Problem to work on – Copy out the records word for word, from the beginning of the records up to and including the line that contains "89L188 99L190 100L193".

**** Materials provided ****

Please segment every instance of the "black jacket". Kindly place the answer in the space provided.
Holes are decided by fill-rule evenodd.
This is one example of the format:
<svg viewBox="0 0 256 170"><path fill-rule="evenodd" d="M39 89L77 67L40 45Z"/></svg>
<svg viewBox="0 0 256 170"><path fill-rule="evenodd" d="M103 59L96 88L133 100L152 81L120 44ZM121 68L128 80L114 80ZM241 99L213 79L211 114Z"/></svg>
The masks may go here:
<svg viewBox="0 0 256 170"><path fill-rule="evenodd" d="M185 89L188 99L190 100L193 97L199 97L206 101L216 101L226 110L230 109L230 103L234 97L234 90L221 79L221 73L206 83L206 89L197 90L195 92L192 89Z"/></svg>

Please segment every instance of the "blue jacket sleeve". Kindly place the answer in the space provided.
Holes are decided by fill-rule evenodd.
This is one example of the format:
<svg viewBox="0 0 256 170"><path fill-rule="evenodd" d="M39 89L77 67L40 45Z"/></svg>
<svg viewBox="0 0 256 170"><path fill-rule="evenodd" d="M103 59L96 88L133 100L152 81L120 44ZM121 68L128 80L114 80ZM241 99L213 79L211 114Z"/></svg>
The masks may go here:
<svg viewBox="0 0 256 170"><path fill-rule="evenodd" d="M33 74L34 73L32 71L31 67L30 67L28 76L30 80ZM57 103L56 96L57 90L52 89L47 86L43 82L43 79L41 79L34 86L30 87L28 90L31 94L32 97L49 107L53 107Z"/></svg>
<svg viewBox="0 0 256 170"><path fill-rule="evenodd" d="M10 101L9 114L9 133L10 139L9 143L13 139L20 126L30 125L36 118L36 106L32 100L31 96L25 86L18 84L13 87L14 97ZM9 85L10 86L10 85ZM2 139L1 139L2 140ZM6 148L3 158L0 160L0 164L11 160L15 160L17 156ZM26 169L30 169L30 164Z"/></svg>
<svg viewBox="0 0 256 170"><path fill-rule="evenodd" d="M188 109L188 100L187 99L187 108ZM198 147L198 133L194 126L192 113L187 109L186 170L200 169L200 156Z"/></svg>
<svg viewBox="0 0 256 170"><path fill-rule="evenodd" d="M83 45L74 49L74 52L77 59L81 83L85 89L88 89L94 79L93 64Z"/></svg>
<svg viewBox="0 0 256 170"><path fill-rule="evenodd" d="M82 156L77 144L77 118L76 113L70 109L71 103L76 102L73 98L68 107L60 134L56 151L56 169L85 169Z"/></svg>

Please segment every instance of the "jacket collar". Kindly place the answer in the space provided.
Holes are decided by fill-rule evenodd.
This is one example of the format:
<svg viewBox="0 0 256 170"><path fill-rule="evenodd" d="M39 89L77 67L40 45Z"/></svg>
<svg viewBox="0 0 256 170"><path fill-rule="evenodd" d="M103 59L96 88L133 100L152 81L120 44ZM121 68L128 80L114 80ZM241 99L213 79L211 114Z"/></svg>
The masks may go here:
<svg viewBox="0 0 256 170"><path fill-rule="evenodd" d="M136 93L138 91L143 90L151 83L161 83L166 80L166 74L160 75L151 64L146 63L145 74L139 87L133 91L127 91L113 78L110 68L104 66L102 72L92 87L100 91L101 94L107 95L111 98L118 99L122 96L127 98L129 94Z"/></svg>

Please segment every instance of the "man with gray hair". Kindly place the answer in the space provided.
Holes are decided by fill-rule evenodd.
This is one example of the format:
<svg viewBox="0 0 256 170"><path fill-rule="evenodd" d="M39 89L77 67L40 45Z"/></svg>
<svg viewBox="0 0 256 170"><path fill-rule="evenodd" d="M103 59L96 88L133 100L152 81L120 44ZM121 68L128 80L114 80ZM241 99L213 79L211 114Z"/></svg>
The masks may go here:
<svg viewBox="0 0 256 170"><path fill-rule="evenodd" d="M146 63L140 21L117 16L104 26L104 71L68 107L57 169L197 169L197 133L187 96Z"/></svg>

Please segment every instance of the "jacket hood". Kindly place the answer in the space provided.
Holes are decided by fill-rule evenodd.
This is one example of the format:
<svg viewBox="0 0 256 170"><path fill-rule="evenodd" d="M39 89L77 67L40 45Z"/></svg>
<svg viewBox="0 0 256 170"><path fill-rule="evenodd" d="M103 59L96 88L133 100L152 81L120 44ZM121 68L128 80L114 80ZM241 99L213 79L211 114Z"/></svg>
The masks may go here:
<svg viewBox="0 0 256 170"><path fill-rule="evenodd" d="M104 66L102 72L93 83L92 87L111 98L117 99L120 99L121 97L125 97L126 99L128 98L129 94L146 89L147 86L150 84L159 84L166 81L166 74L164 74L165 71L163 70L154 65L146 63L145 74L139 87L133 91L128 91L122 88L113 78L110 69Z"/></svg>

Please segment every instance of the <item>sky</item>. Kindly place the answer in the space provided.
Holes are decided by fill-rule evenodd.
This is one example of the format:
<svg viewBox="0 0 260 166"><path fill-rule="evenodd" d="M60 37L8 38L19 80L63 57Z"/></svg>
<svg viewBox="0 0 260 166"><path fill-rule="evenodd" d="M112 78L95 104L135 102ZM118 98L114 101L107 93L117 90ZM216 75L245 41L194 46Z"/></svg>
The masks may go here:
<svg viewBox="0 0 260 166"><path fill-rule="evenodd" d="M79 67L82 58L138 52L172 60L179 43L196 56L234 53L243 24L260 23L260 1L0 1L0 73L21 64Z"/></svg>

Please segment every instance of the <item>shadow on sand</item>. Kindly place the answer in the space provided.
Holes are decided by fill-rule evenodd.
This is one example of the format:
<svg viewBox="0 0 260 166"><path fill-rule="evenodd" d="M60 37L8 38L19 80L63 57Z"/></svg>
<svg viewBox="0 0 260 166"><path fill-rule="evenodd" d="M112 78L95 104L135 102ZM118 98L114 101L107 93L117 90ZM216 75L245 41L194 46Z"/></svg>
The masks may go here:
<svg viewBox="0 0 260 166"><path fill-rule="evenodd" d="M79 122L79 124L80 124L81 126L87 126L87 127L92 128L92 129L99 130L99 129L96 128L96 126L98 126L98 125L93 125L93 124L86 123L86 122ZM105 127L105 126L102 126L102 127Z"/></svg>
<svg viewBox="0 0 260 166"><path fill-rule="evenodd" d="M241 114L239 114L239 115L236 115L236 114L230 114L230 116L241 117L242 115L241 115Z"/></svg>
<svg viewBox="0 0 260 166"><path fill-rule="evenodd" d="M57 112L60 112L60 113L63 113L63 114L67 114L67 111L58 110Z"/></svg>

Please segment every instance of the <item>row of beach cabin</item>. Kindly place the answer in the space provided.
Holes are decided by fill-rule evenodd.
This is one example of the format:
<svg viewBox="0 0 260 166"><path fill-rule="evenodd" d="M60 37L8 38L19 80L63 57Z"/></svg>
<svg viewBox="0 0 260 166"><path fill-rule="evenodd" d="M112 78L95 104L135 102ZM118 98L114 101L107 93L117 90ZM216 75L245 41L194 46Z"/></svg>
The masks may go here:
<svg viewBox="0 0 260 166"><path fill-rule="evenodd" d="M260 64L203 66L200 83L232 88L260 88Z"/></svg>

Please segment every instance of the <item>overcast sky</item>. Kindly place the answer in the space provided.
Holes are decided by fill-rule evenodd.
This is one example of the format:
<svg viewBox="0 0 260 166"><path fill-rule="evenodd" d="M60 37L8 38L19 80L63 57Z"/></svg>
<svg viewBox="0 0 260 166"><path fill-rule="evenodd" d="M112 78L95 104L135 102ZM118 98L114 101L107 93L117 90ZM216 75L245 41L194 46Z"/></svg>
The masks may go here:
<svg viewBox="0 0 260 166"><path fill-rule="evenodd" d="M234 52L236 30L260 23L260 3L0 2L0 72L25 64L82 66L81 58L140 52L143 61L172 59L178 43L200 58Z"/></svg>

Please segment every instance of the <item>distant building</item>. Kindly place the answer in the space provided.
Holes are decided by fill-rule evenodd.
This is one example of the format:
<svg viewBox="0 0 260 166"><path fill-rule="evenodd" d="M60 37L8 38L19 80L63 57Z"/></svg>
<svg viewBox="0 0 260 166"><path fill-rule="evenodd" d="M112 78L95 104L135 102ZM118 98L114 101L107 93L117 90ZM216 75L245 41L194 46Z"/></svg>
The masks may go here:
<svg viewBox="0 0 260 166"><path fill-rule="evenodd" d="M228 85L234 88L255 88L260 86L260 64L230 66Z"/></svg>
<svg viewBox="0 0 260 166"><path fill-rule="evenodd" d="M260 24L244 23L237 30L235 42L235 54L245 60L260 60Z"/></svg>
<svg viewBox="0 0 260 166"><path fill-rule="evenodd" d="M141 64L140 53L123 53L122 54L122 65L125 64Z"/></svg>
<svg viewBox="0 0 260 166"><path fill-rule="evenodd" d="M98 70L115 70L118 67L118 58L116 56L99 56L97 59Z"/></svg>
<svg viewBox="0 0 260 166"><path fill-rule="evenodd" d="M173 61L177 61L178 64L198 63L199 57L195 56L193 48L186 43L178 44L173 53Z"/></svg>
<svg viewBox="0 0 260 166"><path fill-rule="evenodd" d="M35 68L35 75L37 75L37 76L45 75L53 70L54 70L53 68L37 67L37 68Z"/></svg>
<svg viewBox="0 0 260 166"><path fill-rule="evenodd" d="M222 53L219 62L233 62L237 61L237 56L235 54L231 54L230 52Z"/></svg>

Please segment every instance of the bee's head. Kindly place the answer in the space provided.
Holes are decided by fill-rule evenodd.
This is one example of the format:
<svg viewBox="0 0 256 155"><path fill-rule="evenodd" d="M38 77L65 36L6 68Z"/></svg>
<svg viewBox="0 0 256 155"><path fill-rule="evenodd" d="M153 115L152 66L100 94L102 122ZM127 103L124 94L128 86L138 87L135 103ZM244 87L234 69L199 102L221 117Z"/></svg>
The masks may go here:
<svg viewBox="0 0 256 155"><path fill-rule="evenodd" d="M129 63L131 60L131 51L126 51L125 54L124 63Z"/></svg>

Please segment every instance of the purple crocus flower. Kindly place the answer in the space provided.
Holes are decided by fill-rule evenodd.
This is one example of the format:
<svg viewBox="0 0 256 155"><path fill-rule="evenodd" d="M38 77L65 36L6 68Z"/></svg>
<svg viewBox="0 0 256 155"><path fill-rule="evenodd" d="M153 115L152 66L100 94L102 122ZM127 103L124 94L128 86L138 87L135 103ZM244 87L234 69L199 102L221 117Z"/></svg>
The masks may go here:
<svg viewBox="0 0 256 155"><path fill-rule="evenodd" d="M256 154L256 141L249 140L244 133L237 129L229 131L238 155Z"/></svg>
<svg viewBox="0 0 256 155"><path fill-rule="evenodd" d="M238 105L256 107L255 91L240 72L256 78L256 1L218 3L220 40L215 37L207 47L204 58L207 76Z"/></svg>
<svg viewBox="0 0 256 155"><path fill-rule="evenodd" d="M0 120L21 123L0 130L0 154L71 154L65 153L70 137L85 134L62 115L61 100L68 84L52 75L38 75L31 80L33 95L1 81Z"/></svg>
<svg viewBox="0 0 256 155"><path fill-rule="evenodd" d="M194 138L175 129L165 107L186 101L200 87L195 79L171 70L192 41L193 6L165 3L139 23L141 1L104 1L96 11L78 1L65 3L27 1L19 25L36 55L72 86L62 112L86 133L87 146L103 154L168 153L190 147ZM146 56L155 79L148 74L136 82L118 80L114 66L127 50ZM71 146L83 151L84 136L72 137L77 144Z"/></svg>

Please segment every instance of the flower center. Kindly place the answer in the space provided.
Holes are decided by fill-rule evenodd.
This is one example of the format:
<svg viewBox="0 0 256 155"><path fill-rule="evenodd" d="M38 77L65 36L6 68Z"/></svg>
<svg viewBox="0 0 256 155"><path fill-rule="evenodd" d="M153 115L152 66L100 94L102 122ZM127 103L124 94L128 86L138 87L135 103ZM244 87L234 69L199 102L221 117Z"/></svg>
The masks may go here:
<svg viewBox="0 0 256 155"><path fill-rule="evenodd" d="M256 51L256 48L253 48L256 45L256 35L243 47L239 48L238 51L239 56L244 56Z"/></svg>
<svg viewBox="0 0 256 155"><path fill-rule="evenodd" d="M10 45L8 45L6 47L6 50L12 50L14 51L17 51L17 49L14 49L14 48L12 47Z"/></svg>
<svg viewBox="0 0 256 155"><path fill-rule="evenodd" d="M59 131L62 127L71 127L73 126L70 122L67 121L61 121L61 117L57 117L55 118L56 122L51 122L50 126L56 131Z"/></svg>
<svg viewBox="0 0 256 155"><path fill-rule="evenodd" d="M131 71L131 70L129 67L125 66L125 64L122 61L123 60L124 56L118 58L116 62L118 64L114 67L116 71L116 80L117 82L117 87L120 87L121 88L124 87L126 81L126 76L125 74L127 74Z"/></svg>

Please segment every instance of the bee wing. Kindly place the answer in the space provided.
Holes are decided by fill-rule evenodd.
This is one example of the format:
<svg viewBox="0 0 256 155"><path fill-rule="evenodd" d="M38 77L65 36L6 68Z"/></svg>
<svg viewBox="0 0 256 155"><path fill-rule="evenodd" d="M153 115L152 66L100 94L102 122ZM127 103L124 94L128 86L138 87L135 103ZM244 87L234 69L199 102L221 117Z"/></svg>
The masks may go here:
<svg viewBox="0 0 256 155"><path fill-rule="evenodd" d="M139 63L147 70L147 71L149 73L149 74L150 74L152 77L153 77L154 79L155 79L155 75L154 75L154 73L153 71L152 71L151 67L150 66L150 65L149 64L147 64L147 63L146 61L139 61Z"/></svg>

****

Result of the task –
Please segment every instance of the "black jacket". Kindly place the answer in the space provided.
Holes are decided by fill-rule evenodd.
This is one example of the format:
<svg viewBox="0 0 256 170"><path fill-rule="evenodd" d="M39 89L77 67L40 45Z"/></svg>
<svg viewBox="0 0 256 170"><path fill-rule="evenodd" d="M103 59L96 88L133 100L152 81L120 44ZM121 68L128 80L114 80ZM241 99L213 79L211 114Z"/></svg>
The masks may go here:
<svg viewBox="0 0 256 170"><path fill-rule="evenodd" d="M185 89L188 99L190 100L193 97L199 97L206 101L216 101L226 110L230 109L230 103L234 97L234 90L221 79L221 73L206 83L206 89L197 90L195 92L192 89Z"/></svg>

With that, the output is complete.